> _What the task asks_: Once the pictures have been excluded, set down each remaining entry word for word.

[Photo-based referring expression data]
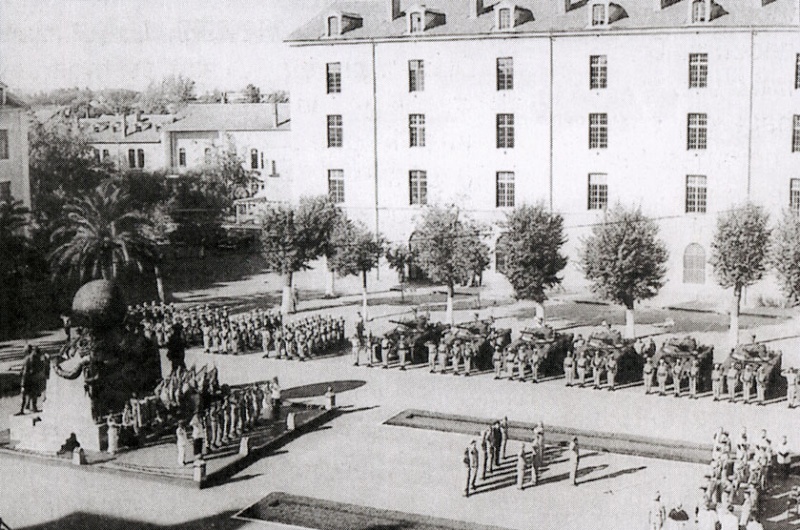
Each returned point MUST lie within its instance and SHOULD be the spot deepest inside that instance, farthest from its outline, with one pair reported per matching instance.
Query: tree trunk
(364, 295)
(159, 284)
(539, 311)
(450, 294)
(733, 332)
(630, 326)
(287, 305)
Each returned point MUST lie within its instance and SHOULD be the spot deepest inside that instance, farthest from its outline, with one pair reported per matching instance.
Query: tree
(252, 94)
(531, 244)
(356, 251)
(739, 254)
(785, 255)
(167, 96)
(451, 249)
(99, 233)
(294, 236)
(625, 260)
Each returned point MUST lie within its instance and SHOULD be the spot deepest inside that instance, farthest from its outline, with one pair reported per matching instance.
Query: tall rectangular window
(335, 130)
(697, 134)
(336, 185)
(794, 195)
(698, 70)
(416, 130)
(505, 189)
(797, 72)
(598, 131)
(598, 72)
(505, 131)
(696, 194)
(418, 187)
(416, 75)
(796, 134)
(598, 191)
(3, 144)
(505, 73)
(334, 78)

> _Response_:
Each returned point MUST lie within its instance and SHOULD be the spot deepest inside that instance, farthest from its outline, with one pair reported per matching instance.
Query: tree trunk
(364, 295)
(159, 284)
(539, 311)
(450, 294)
(733, 332)
(630, 326)
(287, 305)
Each returned point MUST lie within its instance and SHOULD be the spot deepest inside that instance, farthest from its outline, with one pair reported per matching instance.
Query: tree
(252, 94)
(531, 244)
(356, 251)
(739, 254)
(785, 255)
(167, 96)
(451, 249)
(99, 233)
(294, 236)
(625, 260)
Each returned point MUST lie within its instance and SHOULD be the spot deepest inside that instance, farthest from its outline, with one pair reported per matching instance.
Query: tall rectangular window
(335, 130)
(697, 134)
(336, 185)
(794, 195)
(698, 70)
(416, 130)
(505, 189)
(797, 72)
(598, 131)
(598, 72)
(505, 131)
(696, 194)
(418, 187)
(416, 75)
(796, 134)
(598, 191)
(3, 144)
(505, 73)
(334, 78)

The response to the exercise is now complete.